# Quelldokument
'''

Mit Auftritten von Marcus Miller, Joshua Redman mit The Bad Plus, dem Brad Mehldau Trio, dem 13-jährigen Pianowunderkind Emily Bear und dem früh erblindeten, von seinem Lehrer und Mentor Clark Terry zu einer Musikkarriere ermutigten Pianisten Justin Kauflin, beide aktuell von Quincy Jones protegiert und produziert, feierte das diesjährige Festival am Dienstagabend sein Bergfest.
Die Kalkulation, mit großen Pop-Acts wie Bob Geldof, der französischen Sängerin Zaz oder dem deutschen R&B-Rapper Max Herre ein hochkarätiges Booking im kleineren Jazz-Segment zu subventionieren, geht besser auf denn je: Mit erwarteten 27.000 Besuchern ist für die diesjährigen Jazzopen im 22. Jahr ihres Bestehens ein Publikumsrekord in Sicht. Die angesichts der Dichte des Programms wohl unvermeidlichen Überschneidungen wären indes weniger unglücklich, würden sie verschiedene Programmschienen betreffen. So aber musste man als Jazzfan eine eigentlich unzumutbare Entscheidung treffen: Wer das Brad Mehldau Trio im Eventcenter Spardawelt erleben wollte, konnte nicht gleichzeitig Marcus Miller und Joshua Redman mit The Bad Plus auf der Open-Air-Bühne vor dem Mercedes-Benz Museum zujubeln.

'''

# Gespeicherte Daten
'''

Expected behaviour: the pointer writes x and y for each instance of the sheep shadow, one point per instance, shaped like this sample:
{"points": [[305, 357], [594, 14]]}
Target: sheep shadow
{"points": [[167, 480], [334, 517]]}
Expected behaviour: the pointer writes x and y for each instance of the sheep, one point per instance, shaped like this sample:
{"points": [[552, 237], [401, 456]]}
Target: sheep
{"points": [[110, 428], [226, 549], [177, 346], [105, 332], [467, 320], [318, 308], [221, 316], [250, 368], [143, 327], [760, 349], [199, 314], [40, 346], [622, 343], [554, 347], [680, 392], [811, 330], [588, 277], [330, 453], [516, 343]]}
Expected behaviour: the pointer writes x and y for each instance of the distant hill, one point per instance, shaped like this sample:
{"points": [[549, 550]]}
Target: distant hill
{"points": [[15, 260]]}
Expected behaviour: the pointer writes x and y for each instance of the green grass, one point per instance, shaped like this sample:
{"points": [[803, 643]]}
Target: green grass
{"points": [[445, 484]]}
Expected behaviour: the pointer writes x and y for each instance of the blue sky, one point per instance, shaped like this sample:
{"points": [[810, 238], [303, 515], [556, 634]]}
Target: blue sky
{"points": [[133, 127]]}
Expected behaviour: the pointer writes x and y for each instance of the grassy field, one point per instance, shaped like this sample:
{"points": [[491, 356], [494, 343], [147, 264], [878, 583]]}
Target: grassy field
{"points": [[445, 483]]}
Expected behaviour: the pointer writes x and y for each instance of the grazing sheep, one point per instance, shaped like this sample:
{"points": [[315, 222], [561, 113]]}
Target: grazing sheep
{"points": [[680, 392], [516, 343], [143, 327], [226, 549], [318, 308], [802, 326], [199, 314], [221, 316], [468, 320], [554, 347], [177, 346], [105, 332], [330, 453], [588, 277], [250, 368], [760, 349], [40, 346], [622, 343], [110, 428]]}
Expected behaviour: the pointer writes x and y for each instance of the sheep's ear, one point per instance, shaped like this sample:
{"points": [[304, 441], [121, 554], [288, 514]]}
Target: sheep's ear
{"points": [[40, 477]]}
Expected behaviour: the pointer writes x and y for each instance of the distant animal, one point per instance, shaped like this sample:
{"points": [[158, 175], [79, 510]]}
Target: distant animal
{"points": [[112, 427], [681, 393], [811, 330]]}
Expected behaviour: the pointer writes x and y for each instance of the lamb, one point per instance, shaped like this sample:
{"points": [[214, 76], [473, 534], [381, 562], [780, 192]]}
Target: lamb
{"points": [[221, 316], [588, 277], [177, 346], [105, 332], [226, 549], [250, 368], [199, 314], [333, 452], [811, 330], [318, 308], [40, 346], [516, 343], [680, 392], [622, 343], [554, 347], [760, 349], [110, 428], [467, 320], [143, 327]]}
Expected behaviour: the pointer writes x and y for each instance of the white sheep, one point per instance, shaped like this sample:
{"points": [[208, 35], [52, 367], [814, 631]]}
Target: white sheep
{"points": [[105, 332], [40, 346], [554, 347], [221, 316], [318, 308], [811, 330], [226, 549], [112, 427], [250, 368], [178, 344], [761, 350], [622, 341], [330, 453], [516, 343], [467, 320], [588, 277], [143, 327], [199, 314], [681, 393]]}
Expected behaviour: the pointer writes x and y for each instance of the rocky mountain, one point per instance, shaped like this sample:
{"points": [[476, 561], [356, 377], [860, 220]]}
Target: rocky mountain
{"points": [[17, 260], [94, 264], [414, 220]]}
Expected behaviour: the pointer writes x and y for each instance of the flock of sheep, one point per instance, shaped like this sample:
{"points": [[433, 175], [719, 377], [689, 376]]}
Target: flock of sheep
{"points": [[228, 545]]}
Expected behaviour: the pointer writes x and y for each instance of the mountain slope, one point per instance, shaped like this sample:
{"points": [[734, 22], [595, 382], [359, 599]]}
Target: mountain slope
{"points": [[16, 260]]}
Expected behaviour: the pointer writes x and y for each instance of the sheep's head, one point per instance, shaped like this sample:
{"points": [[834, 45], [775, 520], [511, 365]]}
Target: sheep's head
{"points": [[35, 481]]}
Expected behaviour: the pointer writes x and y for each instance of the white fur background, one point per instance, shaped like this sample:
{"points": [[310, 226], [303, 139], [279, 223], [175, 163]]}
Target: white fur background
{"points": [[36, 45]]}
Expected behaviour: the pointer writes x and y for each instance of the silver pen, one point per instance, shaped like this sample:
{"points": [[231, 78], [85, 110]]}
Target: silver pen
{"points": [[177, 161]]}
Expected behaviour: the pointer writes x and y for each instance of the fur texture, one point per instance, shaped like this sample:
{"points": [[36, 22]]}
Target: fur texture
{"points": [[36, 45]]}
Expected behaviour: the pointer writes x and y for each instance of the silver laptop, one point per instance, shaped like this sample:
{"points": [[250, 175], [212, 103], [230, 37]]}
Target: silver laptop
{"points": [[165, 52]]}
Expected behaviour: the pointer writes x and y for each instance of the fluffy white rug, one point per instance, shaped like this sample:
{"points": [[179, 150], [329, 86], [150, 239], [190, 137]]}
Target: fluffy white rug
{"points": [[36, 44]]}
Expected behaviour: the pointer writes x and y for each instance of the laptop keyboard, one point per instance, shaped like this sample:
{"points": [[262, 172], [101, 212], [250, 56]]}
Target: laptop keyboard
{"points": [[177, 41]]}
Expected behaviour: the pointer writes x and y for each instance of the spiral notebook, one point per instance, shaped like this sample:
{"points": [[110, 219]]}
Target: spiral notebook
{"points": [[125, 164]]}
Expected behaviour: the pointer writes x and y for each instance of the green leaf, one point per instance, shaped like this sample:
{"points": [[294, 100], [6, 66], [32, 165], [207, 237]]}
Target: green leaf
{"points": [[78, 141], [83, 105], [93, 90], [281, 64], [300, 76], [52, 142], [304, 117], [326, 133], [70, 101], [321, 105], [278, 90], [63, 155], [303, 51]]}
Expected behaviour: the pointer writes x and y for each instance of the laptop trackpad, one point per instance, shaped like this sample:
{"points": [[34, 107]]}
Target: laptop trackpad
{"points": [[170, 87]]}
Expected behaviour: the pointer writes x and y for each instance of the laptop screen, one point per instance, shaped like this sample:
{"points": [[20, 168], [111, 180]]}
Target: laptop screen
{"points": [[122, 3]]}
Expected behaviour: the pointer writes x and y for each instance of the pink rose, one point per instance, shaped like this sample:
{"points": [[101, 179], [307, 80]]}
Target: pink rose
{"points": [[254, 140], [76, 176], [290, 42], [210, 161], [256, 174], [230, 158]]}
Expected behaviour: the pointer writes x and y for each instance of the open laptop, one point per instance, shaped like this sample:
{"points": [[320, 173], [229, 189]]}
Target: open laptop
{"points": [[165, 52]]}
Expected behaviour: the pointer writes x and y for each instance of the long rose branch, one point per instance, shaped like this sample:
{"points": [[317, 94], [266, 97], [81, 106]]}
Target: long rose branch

'''

# Was zu tun ist
Schreibe aus dem Bericht über die Jazzopen den Abschnitt von „Mit Auftritten von“ bis „Dienstagabend sein Bergfest.“ wortgetreu ab.

# Die Lösung
Mit Auftritten von Marcus Miller, Joshua Redman mit The Bad Plus, dem Brad Mehldau Trio, dem 13-jährigen Pianowunderkind Emily Bear und dem früh erblindeten, von seinem Lehrer und Mentor Clark Terry zu einer Musikkarriere ermutigten Pianisten Justin Kauflin, beide aktuell von Quincy Jones protegiert und produziert, feierte das diesjährige Festival am Dienstagabend sein Bergfest.